(WHAT IS BEING ASKED): All of the entries should be returned without a single change.

=======

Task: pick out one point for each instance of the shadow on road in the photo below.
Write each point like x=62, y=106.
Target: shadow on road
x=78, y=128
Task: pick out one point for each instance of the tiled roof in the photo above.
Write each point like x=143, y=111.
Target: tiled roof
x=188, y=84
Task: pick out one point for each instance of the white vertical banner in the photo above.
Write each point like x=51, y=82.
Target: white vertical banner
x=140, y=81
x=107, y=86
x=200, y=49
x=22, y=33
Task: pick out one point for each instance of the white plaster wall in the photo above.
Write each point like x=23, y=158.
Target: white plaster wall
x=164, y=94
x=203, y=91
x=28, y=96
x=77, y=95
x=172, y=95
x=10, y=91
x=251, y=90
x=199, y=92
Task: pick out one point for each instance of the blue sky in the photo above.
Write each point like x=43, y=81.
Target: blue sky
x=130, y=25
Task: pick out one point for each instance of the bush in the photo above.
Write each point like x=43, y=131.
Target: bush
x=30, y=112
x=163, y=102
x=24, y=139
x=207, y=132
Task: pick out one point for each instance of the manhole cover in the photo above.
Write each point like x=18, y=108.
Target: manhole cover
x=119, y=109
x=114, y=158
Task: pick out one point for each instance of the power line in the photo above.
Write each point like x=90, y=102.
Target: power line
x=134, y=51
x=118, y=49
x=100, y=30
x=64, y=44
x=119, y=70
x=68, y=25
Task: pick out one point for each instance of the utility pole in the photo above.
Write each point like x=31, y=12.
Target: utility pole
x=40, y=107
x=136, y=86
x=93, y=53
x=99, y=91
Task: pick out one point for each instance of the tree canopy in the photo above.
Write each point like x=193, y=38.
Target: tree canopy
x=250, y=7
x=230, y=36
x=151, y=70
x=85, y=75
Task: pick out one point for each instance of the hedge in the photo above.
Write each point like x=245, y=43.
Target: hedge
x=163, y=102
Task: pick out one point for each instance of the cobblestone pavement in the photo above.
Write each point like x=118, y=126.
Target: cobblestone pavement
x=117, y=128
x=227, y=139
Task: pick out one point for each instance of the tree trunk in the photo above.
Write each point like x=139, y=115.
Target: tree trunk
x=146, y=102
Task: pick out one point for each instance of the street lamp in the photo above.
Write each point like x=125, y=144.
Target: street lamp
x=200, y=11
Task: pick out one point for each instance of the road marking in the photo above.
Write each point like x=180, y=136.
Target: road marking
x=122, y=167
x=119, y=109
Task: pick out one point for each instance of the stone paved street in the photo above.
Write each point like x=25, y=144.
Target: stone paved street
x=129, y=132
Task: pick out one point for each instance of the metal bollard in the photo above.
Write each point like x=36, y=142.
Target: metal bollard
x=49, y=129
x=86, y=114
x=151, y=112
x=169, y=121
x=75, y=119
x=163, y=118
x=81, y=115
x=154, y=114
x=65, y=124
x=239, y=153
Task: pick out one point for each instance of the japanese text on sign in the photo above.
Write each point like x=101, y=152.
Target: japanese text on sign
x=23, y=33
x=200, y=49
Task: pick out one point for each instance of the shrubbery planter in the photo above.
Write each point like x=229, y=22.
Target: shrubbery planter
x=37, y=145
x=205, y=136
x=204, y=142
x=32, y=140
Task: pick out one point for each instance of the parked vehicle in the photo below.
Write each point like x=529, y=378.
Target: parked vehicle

=======

(REPLY TO THE TASK):
Task: pick out one point for each instance of the shadow on road in the photo below.
Write each point like x=62, y=106.
Target: shadow on road
x=78, y=128
Task: pick out one point for each instance of the tiled roof in the photo above.
Write each point like x=143, y=111.
Target: tiled roof
x=188, y=84
Task: pick out one point for each instance of the white vertical banner in the photo above.
Write each point like x=51, y=82.
Target: white vertical banner
x=140, y=81
x=107, y=86
x=200, y=49
x=22, y=33
Task: pick out one point for each instance of the white plaster wall in the photo above.
Write each point like x=23, y=158.
Target: white plaster wall
x=164, y=94
x=203, y=91
x=28, y=96
x=77, y=95
x=172, y=95
x=10, y=91
x=251, y=90
x=199, y=92
Task: pick out one point for each instance of the blue sky in the photo above.
Write each point like x=43, y=81.
Target: blue sky
x=130, y=25
Task: pick out one point for each instance of the bush in the photo above.
Write each point like x=43, y=131.
Target: bush
x=30, y=112
x=163, y=102
x=24, y=139
x=207, y=132
Task: pick out one point for each instance of the manhole cover in the photo above.
Write each point like x=18, y=108.
Target: manhole cover
x=119, y=109
x=114, y=158
Task: pick out one point for each instance of the power line in the photo above.
Write each point like x=90, y=102.
Target: power line
x=134, y=51
x=118, y=49
x=100, y=30
x=64, y=44
x=119, y=70
x=68, y=25
Task: pick out one point for each instance of the utility pole in the photo above.
Write each point like x=31, y=12.
Target: utility pole
x=40, y=107
x=136, y=86
x=93, y=53
x=99, y=91
Task: pick out one point for each instance of the tree canopy in the photo above.
Write each point like x=193, y=38.
Target: tree canopy
x=250, y=7
x=230, y=36
x=151, y=70
x=85, y=75
Task: pick out one point for each instance of the hedge in the photo above.
Write each point like x=245, y=43.
Target: hedge
x=163, y=102
Task: pick out one point for each instance of the cobblestone pavement in the photo above.
Write each point like x=118, y=126.
Target: cobblestone pavement
x=117, y=128
x=227, y=139
Task: pick out one point for each instance of the tree trunk in the photo above.
Write each point like x=139, y=115.
Target: tree trunk
x=146, y=102
Task: pick out one point for each instance of the street lamp in the photo above.
Write each point like x=125, y=144.
Target: street lamp
x=200, y=11
Task: pick out one point for each instance of the road marking in the photo above.
Write each point like x=180, y=136.
Target: road marking
x=122, y=167
x=119, y=109
Task: pick out one point for each instance of the stone paved street in the photo above.
Write each point like x=25, y=144.
Target: stone paved street
x=129, y=132
Task: pick out one point for each instance of the metal bollard in the photo above.
Write each point like x=36, y=142.
Target: metal bollard
x=49, y=129
x=86, y=114
x=151, y=112
x=169, y=121
x=75, y=119
x=163, y=118
x=81, y=115
x=154, y=114
x=65, y=124
x=239, y=153
Task: pick out one point for each instance of the japanese text on sign in the photo above.
Write each point like x=101, y=152.
Target: japanese text on sign
x=23, y=33
x=200, y=49
Task: pick out one point for each instance of the shrubbery planter in the photo above.
Write each point like x=229, y=22.
Target: shrubbery planter
x=37, y=145
x=205, y=136
x=204, y=142
x=32, y=140
Task: pick out one point for each instance of the parked vehicle in the photo below.
Write each point like x=529, y=378.
Target: parked vehicle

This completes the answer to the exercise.